→ PROVIDED PASSAGE
Inherited risk factors for childhood leukemia more common in Hispanic patients

February 6, 2012
CenterWatch Staff

Hispanic children are more likely than those from other racial and ethnic backgrounds to be diagnosed with acute lymphoblastic leukemia (ALL) and are more likely to die of their disease, found a study conducted by the Children’s Oncology Group and St Jude Children’s Hospital.

Researchers studying a gene called ARID5B linked eight common variants of the gene to an increased risk of not only developing pediatric ALL, but of having the cancer return after treatment. Two more ARID5B variants were tied to higher odds of developing the disease. Investigators found that Hispanic children were up to twice as likely as their white counterparts to inherit a high risk-version of ARID5B.

"For years we have known about ethnic and racial disparities in ALL risk and outcome, but the biology behind it has been elusive. Therefore, it is truly exciting to be able to not only pin down the biological basis, but find that the same gene might be responsible for both differences,” said Jun Yang, Ph.D., of St. Jude and the paper's corresponding author. “Children who inherit high-risk versions of ARID5B are more likely to develop ALL in the first place and then more likely to fail therapy.”

Multiple factors contribute to cancer development, and inheriting a high-risk version of ARID5B is not enough to cause the disease, Yang said.

[Point localization data]
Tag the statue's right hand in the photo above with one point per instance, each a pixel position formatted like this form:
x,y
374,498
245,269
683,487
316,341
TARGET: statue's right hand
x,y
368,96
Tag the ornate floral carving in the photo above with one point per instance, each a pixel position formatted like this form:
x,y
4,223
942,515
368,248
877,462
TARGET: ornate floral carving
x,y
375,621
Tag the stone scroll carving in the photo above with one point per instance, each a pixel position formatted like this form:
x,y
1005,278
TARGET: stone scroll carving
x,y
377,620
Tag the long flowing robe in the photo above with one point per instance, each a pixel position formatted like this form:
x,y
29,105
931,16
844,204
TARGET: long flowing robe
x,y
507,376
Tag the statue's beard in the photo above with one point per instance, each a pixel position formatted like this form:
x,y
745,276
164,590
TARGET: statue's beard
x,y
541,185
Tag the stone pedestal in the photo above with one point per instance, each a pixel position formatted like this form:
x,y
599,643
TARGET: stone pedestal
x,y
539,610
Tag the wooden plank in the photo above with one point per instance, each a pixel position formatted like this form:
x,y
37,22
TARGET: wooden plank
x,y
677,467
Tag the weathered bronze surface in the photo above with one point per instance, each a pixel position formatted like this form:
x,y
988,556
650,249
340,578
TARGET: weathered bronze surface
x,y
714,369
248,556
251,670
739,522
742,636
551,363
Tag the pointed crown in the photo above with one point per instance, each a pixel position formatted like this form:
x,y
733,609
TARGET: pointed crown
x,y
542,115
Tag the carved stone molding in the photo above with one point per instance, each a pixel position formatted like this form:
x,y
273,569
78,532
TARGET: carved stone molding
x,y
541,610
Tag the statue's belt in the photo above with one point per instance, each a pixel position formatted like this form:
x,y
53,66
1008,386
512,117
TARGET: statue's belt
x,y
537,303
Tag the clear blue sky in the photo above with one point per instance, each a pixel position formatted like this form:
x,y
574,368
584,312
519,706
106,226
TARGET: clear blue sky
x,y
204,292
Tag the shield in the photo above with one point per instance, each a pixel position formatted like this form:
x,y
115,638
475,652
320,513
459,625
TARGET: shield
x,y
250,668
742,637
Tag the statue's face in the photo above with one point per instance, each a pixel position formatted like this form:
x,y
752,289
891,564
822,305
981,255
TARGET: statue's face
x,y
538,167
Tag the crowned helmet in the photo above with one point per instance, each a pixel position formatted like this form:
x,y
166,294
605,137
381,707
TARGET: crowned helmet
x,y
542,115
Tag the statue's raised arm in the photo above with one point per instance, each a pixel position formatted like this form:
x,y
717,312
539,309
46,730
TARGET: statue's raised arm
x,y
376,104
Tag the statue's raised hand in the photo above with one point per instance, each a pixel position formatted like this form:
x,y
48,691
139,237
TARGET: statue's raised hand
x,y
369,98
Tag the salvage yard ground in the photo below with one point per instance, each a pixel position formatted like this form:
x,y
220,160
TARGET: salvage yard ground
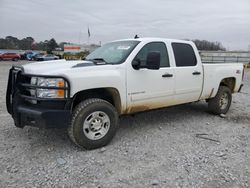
x,y
182,146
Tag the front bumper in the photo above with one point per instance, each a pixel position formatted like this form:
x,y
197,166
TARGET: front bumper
x,y
43,118
31,111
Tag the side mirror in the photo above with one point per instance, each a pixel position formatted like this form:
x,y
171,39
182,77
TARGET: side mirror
x,y
136,64
153,60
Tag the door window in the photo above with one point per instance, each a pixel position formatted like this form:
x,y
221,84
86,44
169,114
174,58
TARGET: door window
x,y
153,47
184,55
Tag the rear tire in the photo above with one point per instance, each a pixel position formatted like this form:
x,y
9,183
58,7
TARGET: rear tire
x,y
94,123
221,103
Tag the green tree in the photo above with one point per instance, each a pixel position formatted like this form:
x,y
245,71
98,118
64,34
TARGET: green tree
x,y
51,45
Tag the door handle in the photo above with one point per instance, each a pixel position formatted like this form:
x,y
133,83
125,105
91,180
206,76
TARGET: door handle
x,y
167,75
196,73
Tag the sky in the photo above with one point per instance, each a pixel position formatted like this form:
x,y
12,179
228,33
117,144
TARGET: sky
x,y
226,21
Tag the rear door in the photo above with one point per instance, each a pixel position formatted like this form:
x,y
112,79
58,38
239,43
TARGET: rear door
x,y
188,72
149,89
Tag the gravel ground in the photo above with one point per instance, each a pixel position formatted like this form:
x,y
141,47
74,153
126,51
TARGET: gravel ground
x,y
152,149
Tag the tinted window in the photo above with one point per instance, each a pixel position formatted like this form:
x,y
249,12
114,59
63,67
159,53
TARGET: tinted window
x,y
184,55
154,47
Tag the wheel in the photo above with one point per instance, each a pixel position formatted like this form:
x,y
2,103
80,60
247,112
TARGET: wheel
x,y
221,103
94,123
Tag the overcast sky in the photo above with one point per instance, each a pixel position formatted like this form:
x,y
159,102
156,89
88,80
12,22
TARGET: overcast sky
x,y
227,21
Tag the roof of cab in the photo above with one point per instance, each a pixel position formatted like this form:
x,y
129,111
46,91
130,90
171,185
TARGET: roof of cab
x,y
149,39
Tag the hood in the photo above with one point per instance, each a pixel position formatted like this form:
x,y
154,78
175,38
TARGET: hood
x,y
55,67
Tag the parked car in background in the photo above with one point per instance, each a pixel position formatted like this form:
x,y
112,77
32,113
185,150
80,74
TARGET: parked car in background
x,y
37,56
10,56
47,57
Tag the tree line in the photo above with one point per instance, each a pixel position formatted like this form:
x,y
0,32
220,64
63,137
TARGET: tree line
x,y
207,45
29,43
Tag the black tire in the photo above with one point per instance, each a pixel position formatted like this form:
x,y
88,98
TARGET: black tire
x,y
81,114
215,105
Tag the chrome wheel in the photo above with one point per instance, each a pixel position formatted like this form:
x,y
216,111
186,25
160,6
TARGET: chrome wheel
x,y
96,125
224,100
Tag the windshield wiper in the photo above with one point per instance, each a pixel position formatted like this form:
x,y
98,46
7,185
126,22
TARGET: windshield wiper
x,y
98,61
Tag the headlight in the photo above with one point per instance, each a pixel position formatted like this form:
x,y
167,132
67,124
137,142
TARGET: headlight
x,y
47,92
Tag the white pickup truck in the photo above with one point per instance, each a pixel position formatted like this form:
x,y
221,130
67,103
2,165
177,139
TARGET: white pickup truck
x,y
121,77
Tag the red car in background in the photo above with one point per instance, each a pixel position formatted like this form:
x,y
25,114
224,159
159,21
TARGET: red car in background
x,y
10,56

→ WHAT YOU WILL DO
- 1) Reproduce everything in the leukemia article from "February 6, 2012" down to "risk-version of ARID5B.".
- 2) According to the leukemia article, which organizations conducted the study?
These lines have no connection to the leukemia article.

→ LIST OF ANSWERS
- 1)
February 6, 2012
CenterWatch Staff

Hispanic children are more likely than those from other racial and ethnic backgrounds to be diagnosed with acute lymphoblastic leukemia (ALL) and are more likely to die of their disease, found a study conducted by the Children’s Oncology Group and St Jude Children’s Hospital.

Researchers studying a gene called ARID5B linked eight common variants of the gene to an increased risk of not only developing pediatric ALL, but of having the cancer return after treatment. Two more ARID5B variants were tied to higher odds of developing the disease. Investigators found that Hispanic children were up to twice as likely as their white counterparts to inherit a high risk-version of ARID5B.

- 2) The Children’s Oncology Group and St Jude Children’s Hospital.